— Start of INFORMATION GIVEN —

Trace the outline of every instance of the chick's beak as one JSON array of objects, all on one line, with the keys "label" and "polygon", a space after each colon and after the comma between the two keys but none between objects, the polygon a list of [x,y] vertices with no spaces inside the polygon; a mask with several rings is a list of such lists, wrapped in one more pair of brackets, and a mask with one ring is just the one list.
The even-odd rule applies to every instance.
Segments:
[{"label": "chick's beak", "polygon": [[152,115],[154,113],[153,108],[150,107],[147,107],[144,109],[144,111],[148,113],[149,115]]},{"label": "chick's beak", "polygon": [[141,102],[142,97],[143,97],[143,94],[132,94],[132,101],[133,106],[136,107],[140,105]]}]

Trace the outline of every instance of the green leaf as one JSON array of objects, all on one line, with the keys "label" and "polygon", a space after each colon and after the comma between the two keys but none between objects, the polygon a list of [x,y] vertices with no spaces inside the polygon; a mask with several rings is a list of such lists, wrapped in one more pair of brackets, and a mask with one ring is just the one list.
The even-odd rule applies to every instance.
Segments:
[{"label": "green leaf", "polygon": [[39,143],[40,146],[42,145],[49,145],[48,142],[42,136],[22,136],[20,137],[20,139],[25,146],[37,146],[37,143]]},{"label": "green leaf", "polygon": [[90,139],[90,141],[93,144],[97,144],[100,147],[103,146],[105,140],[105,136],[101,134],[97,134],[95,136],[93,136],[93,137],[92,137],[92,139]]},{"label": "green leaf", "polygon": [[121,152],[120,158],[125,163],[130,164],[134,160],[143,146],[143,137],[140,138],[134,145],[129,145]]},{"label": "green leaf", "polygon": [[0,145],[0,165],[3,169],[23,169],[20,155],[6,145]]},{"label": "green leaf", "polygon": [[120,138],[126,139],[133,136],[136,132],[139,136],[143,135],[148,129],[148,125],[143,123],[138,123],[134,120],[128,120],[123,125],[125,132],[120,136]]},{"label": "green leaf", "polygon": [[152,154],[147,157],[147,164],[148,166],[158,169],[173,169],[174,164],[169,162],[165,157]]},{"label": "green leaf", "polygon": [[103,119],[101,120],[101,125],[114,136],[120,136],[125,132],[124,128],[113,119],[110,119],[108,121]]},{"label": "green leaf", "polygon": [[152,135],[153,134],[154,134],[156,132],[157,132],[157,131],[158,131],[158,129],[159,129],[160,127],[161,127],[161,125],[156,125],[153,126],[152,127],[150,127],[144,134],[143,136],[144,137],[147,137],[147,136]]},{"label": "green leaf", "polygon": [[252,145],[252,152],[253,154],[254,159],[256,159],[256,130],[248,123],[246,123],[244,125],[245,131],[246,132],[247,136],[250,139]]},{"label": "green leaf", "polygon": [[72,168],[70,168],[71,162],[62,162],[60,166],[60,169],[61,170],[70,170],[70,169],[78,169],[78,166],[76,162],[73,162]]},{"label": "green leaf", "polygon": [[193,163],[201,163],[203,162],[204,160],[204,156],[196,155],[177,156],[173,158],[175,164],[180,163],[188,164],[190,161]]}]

— End of INFORMATION GIVEN —

#### EXERCISE PROMPT
Please count the lines in the data above that contain the string "inside" and give only that number.

#### REPLY
2